**Extracted text**:
.....
Form S-11/A filed April 12, 2021
General
1. | We note the risk factor on page 43 that discloses the company has entered into two tax protection agreements. Please provide clear disclosure of the material terms of the agreements and file as exhibits. |
Response: The Company has expanded the risk factor on page 40 to disclose the material terms of the tax protection agreements. In addition, the Company has filed the tax protection agreements as Exhibits 10.37 and 10.38, respectively.
Summary Risk Factors, page 10
2. | We note that your summary risk factors are now six pages in length. Please revise to limit to two pages and disclose only the principal factors that make an investment in the registrant or offering speculative or risky, as required by Item 105(b) of Regulation S-K. |
AUSTIN BOSTON CHICAGO DALLAS DENVER | DETROIT HOUSTON JACKSONVILLE LOS ANGELES MADISON | MEXICO CITY MIAMI MILWAUKEE NEW YORK ORLANDO | SACRAMENTO SAN DIEGO SAN FRANCISCO SILICON VALLEY TALLAHASSEE | TAMPA WASHINGTON, D.C. BRUSSELS TOKYO |
June 17, 2021
Page 2
Response: The Company has revised the summary risk factors to limit such disclosure to two pages and to only disclose the principal factors that make an investment speculative or risky.
Our Distribution Policy, page 48
3. | We note that you calculate a payout ratio of 90% despite your estimated shortfall of cash available for distribution for the twelve months ended December 31, 2021. Given your projected cash flow deficit, please explain to us how you are able to project a dividend and positive pay out ratio. |
Response: The Company has revised the Distribution Policy section to provide that, although the Company anticipates making quarterly distributions to its stockholders over time, its Board of Directors has the sole discretion to determine the timing and amount of any distributions to its stockholders. As such, the Company has removed a reference to the payout ratio and has deleted the table calculating cash available for distribution.
.....
**Dataset content**:
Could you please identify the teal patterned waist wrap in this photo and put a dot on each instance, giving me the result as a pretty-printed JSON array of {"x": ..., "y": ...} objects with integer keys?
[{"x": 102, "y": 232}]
.....
**Direction 1**: Say whether each statement agrees with the Form S-11/A correspondence. Answer yes or no for each, and quote the deciding words. (a) The tax protection agreements were filed as Exhibits 10.37 and 10.38. (b) The summary risk factors were cut down to three pages. (c) The Company kept the table calculating cash available for distribution.
**Direction 2**: According to the Form S-11/A correspondence, what payout ratio did the company calculate?
**Direction 3**: Pick up the Form S-11/A correspondence after its last sentence and continue it.

**Result 1**:
(a) Yes: "the Company has filed the tax protection agreements as Exhibits 10.37 and 10.38, respectively."
(b) No: "The Company has revised the summary risk factors to limit such disclosure to two pages"
(c) No: "has deleted the table calculating cash available for distribution."

**Result 2**: A payout ratio of 90%.

**Result 3**:
Management’s Discussion and Analysis of Financial Condition and Results of Operations Non-GAAP Financial Measures, page 69
4. | We note your measures of Core Funds From Operations and Adjusted Funds From Operations include an adjustment for distributions on redeemable non-controlling L.P interests. Please explain to us how you determined this was an appropriate adjustment to net earnings to arrive at your non-GAAP measures. In particular, it does not appear that distributions on redeemable non-controlling L.P interests reduce net earnings. As a result it is unclear why it is appropriate to add those distributions to net earnings to calculate your non-GAAP measures. |
Response: The Company has revised the tables on pages 65 and 66 to eliminate an adjustment for distributions on redeemable non-controlling L.P interests. We also note that the Company has also modified the table so that the calculation of the relevant measures begins with “Net Loss” rather than “Net Loss attributable to Generation Income Properties, Inc.”, and the Company also modified the narrative paragraphs which immediately precede the tables in order to conform to the revised tables.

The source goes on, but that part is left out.